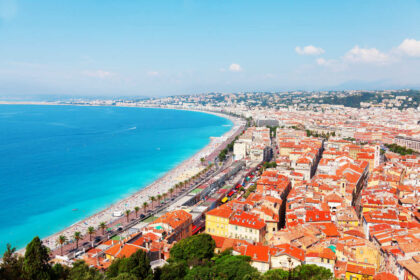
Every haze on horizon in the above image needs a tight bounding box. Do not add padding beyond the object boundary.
[0,0,420,97]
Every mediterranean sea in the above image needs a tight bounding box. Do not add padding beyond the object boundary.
[0,105,232,249]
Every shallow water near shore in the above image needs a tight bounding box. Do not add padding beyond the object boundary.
[0,105,232,249]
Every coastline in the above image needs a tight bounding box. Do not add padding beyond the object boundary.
[0,101,243,253]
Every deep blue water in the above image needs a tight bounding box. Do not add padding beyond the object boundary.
[0,105,232,249]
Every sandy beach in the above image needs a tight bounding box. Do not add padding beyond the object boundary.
[29,106,243,250]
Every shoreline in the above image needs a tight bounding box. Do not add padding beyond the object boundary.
[0,101,242,253]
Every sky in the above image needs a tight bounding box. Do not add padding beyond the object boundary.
[0,0,420,97]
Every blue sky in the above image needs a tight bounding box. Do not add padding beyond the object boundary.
[0,0,420,96]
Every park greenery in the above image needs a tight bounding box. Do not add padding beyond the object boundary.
[0,234,333,280]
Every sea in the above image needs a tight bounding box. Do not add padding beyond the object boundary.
[0,105,233,249]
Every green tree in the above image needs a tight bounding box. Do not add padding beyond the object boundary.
[134,206,140,219]
[0,244,23,280]
[99,222,106,235]
[51,263,70,280]
[170,233,216,265]
[73,231,82,249]
[292,264,334,280]
[22,236,52,280]
[57,235,67,255]
[150,196,156,208]
[87,227,96,241]
[106,250,153,279]
[155,261,188,280]
[109,272,138,280]
[67,260,104,280]
[185,254,260,280]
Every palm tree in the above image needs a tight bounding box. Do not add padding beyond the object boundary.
[134,206,140,219]
[99,222,106,235]
[87,227,96,241]
[57,235,67,255]
[73,231,82,249]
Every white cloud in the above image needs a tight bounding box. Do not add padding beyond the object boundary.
[397,39,420,57]
[82,70,115,79]
[229,63,242,72]
[316,57,330,66]
[147,71,160,77]
[295,45,325,55]
[343,45,390,64]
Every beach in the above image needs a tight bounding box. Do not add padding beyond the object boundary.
[32,107,243,252]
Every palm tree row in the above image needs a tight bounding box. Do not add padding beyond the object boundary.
[57,164,217,255]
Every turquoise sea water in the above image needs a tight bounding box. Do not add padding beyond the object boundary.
[0,105,232,249]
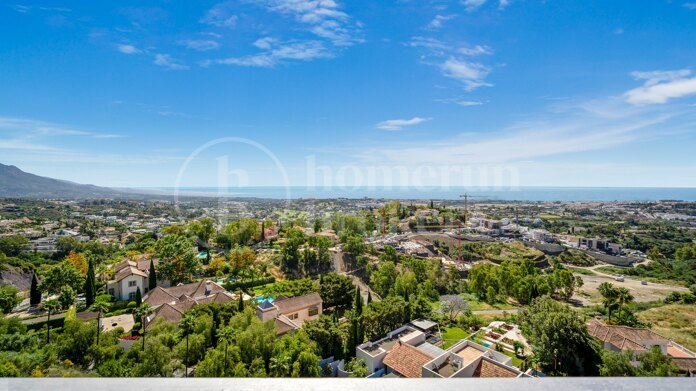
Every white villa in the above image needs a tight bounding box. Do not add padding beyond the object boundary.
[106,260,157,300]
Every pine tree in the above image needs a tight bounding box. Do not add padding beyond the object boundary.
[29,273,41,307]
[85,260,97,307]
[135,287,143,307]
[147,259,157,290]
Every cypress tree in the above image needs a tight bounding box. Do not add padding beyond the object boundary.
[29,273,41,307]
[147,259,157,290]
[135,287,143,307]
[85,260,97,307]
[353,287,363,316]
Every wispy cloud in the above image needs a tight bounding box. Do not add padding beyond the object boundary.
[154,53,189,71]
[116,44,142,54]
[0,117,123,139]
[624,69,696,105]
[426,15,457,30]
[439,57,492,91]
[200,1,239,27]
[458,45,493,57]
[201,37,333,68]
[178,39,220,52]
[462,0,490,12]
[249,0,362,46]
[355,116,669,166]
[7,4,72,14]
[408,37,493,91]
[375,117,431,130]
[435,98,483,107]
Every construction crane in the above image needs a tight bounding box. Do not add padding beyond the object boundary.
[457,193,485,262]
[379,206,387,239]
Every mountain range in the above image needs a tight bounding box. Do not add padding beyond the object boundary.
[0,163,127,198]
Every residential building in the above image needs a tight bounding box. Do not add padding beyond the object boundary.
[578,238,621,255]
[587,319,696,376]
[256,293,323,335]
[355,324,444,377]
[143,280,239,329]
[419,340,532,378]
[106,259,158,300]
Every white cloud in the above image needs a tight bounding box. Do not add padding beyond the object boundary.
[462,0,486,12]
[250,0,362,46]
[254,37,278,49]
[624,69,696,105]
[439,57,492,91]
[154,53,189,71]
[116,44,141,54]
[375,117,431,130]
[200,2,238,28]
[436,98,483,107]
[179,39,220,52]
[426,15,457,30]
[355,116,668,167]
[459,45,493,57]
[201,37,333,68]
[0,117,122,141]
[199,0,363,68]
[406,37,493,91]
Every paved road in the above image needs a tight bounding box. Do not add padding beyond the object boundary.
[471,308,520,315]
[22,312,66,324]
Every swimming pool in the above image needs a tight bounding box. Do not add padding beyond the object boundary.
[256,295,273,303]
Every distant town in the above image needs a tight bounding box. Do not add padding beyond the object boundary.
[0,198,696,378]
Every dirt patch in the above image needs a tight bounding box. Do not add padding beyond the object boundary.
[0,265,32,291]
[573,272,688,305]
[637,304,696,350]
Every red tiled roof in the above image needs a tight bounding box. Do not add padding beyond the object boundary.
[273,292,322,314]
[383,341,433,378]
[472,357,519,377]
[587,319,668,352]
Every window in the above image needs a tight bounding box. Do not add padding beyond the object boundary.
[309,307,319,316]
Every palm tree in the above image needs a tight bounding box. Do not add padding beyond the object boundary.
[616,288,634,322]
[597,282,617,321]
[179,314,196,377]
[43,299,60,344]
[270,354,292,377]
[133,303,153,351]
[89,301,110,346]
[218,326,235,375]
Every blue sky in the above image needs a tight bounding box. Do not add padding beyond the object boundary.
[0,0,696,187]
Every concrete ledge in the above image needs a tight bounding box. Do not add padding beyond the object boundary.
[0,378,696,391]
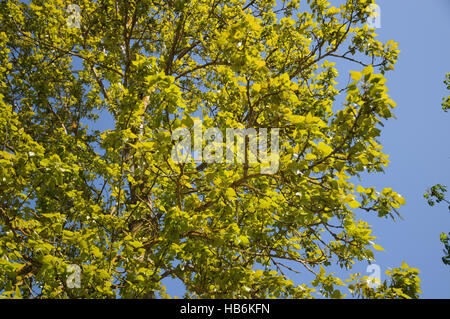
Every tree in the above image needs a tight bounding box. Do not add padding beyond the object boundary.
[0,0,420,298]
[423,73,450,266]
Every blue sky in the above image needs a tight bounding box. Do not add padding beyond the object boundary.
[352,0,450,298]
[81,0,450,298]
[160,0,450,298]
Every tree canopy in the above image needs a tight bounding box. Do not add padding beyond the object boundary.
[0,0,420,298]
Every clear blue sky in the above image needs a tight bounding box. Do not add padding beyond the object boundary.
[85,0,450,298]
[352,0,450,298]
[160,0,450,298]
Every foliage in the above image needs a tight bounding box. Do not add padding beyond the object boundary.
[442,73,450,112]
[423,73,450,266]
[349,263,420,299]
[0,0,418,298]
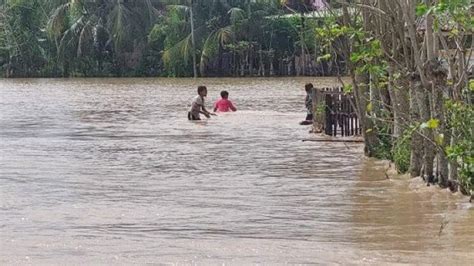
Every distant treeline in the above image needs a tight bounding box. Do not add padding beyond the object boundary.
[0,0,345,77]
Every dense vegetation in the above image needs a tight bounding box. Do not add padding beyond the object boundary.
[316,0,474,194]
[0,0,474,194]
[0,0,341,77]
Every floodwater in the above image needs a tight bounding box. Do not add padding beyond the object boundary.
[0,78,474,265]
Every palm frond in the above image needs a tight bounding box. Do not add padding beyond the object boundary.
[46,3,70,38]
[162,34,193,64]
[227,7,246,24]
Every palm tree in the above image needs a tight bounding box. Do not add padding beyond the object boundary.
[47,0,161,75]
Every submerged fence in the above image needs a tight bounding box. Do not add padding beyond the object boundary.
[313,87,362,136]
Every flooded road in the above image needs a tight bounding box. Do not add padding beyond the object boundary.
[0,78,474,265]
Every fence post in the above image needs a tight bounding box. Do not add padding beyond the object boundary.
[312,88,326,133]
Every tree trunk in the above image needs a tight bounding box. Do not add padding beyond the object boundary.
[409,77,423,177]
[428,60,449,187]
[389,68,410,138]
[353,74,378,157]
[415,81,435,182]
[189,3,197,78]
[312,88,325,133]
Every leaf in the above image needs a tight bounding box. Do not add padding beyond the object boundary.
[420,118,439,129]
[342,84,353,93]
[316,54,331,62]
[415,3,428,17]
[365,103,372,113]
[435,134,444,146]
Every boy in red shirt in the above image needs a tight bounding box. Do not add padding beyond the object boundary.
[214,91,237,112]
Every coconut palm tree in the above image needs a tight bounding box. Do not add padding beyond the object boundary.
[47,0,161,75]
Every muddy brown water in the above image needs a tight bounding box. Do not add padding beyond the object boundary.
[0,78,474,265]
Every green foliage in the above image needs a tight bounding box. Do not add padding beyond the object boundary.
[446,101,474,191]
[371,124,393,160]
[392,129,413,174]
[420,118,439,129]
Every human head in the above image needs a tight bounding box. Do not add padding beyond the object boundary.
[221,91,229,99]
[198,86,207,96]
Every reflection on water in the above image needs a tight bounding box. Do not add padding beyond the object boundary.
[0,78,474,264]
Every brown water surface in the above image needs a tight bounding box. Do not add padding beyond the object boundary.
[0,78,474,265]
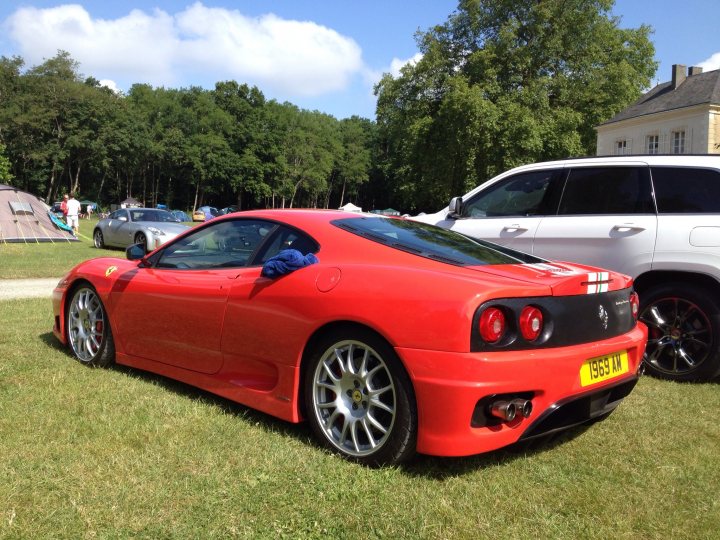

**DIRECTIVE**:
Copy out the lines from the one with "Every white villa" to the one with "[106,259,158,300]", substituting "tower crane" for "construction crane" and keeping everything else the same.

**IN RESPONSE**:
Every white villa in the above image needs a tight bounding box. Do not add padding beyond the object boundary.
[106,260,157,300]
Every pine tree in the above image needs a tight bounding box. Do not add padding beyond the object boundary.
[29,273,41,307]
[85,260,97,307]
[135,287,143,307]
[147,259,157,290]
Every cypress tree in the above image needs a tight bounding box. Do not add padding beyond the object boundary.
[29,273,41,307]
[147,259,157,290]
[135,287,143,307]
[85,260,97,307]
[353,287,363,316]
Every wispy cloud in the above image needs a tight bounding box. Do not add padding beyond the object boundary.
[154,53,189,71]
[116,44,142,54]
[0,117,123,139]
[624,69,696,105]
[426,15,457,30]
[439,57,492,91]
[200,1,239,27]
[458,45,493,57]
[201,37,333,68]
[178,39,220,52]
[462,0,490,12]
[249,0,362,46]
[355,116,669,166]
[7,4,72,14]
[408,37,493,91]
[375,117,431,130]
[435,98,483,107]
Every tower crane in the above image needs a tight bounding box. Do not add padding beyond the object boundary.
[457,193,485,262]
[379,206,387,239]
Every mountain range in the above image needs a tight bounding box. Do not add padding beyond the object boundary.
[0,163,127,198]
Every residential building in the above image needs a tight bounding box. Do not add padding beyond the object boundary.
[578,238,621,255]
[587,319,696,376]
[256,293,323,335]
[355,324,444,377]
[143,280,239,329]
[419,340,532,378]
[106,259,158,300]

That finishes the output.